### Set tasks
a - Quote the piece on the city competitiveness workshop word for word, starting with "The cities of" and going on through "attract increased investments.".
b - From the records, print unchanged the lines starting with the line with "Question: Mark the herd" and going on through the line with "[0,0,800,183]".

### Quoted passage
The cities of Davao, General Santos, Cagayan de Oro, and Butuan are formulating plans to attract more and better investments in their areas.
Representatives from these cities, as well as the regional offices of national government agencies, the private sector, and academe participated in a planning workshop conducted by the Asian Institute of Management (AIM) to train local government units (LGUs) in strategic development planning to increase their competitiveness and therefore attract increased investments.
Increased investments will, in turn, create more economic activities and therefore raise standards of living and reduce incidence of poverty.
The workshop, which was held during the City Competitiveness Forum 2011 on December 14 at the Grand Regal Hotel in Davao City, was supported by the LINC-EG Project of the United States Agency for International Development (USAID) which aims to increase the competitiveness of LGUs, especially in Mindanao.
The workshop consisted of discussions on the factors that make cities competitive and on the planning framework for increasing the competitiveness of LGUs in the country.
After the discussions, the participants, grouped themselves according to the cities they belong, assessed whether or not the current programs and projects of their respective LGUs help increase the cities’ competitiveness and attractiveness to local and foreign investments.
These assessments, which were based on feedback from the representatives of the business sector and the academe, were then used to recommend revisions to the designs of the programs and projects. The results of the assessments will be given to the respective city mayors for consideration.

### Record list

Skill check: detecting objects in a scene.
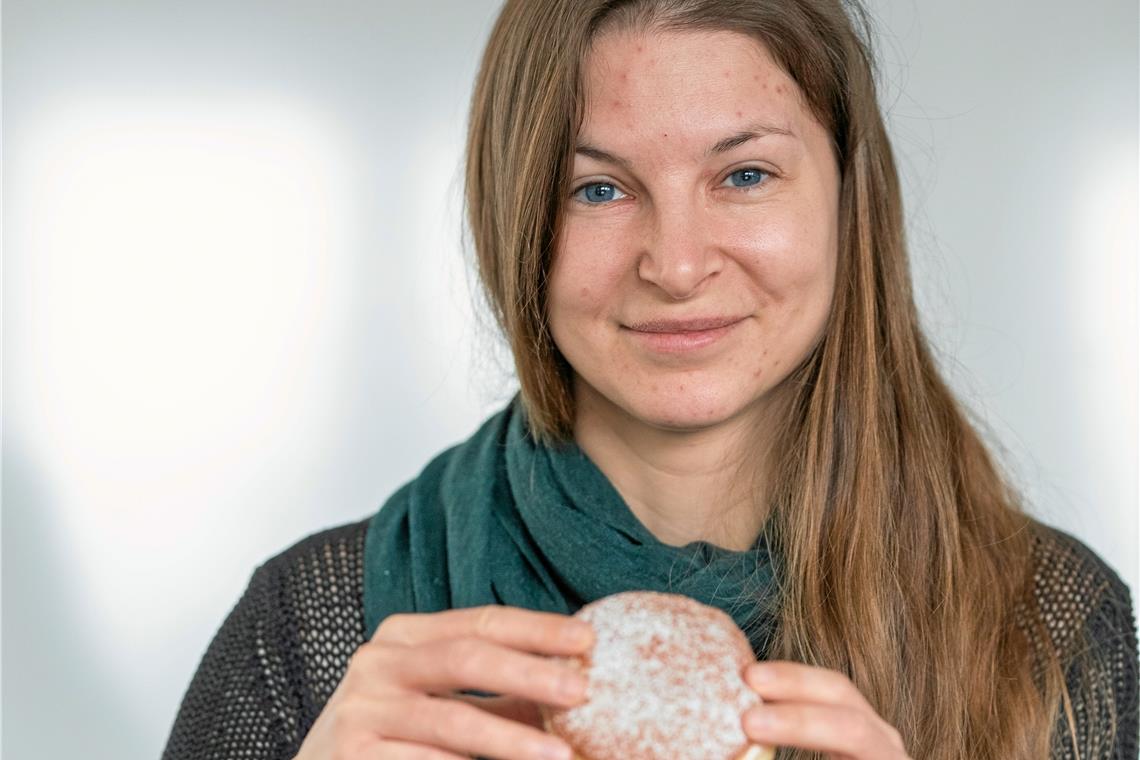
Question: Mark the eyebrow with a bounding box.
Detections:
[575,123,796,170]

* * *

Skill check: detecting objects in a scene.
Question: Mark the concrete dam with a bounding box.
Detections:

* * *

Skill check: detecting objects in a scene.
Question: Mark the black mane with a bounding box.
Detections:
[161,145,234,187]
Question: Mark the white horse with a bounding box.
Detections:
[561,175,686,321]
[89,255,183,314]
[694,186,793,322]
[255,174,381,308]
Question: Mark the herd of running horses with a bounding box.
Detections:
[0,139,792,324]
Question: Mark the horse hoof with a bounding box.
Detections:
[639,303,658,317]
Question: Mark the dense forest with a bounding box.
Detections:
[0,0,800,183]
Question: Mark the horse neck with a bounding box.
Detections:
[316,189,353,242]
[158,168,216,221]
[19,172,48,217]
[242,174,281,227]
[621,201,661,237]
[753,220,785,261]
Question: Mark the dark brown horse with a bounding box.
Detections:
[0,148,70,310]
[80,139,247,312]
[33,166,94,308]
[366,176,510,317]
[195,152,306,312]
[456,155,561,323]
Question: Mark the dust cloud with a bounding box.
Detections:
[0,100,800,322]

### Worked solutions
a -
The cities of Davao, General Santos, Cagayan de Oro, and Butuan are formulating plans to attract more and better investments in their areas.
Representatives from these cities, as well as the regional offices of national government agencies, the private sector, and academe participated in a planning workshop conducted by the Asian Institute of Management (AIM) to train local government units (LGUs) in strategic development planning to increase their competitiveness and therefore attract increased investments.

b -
Question: Mark the herd of running horses with a bounding box.
Detections:
[0,139,792,324]
Question: Mark the horse hoof with a bounding box.
Detections:
[639,303,658,317]
Question: Mark the dense forest with a bounding box.
Detections:
[0,0,800,183]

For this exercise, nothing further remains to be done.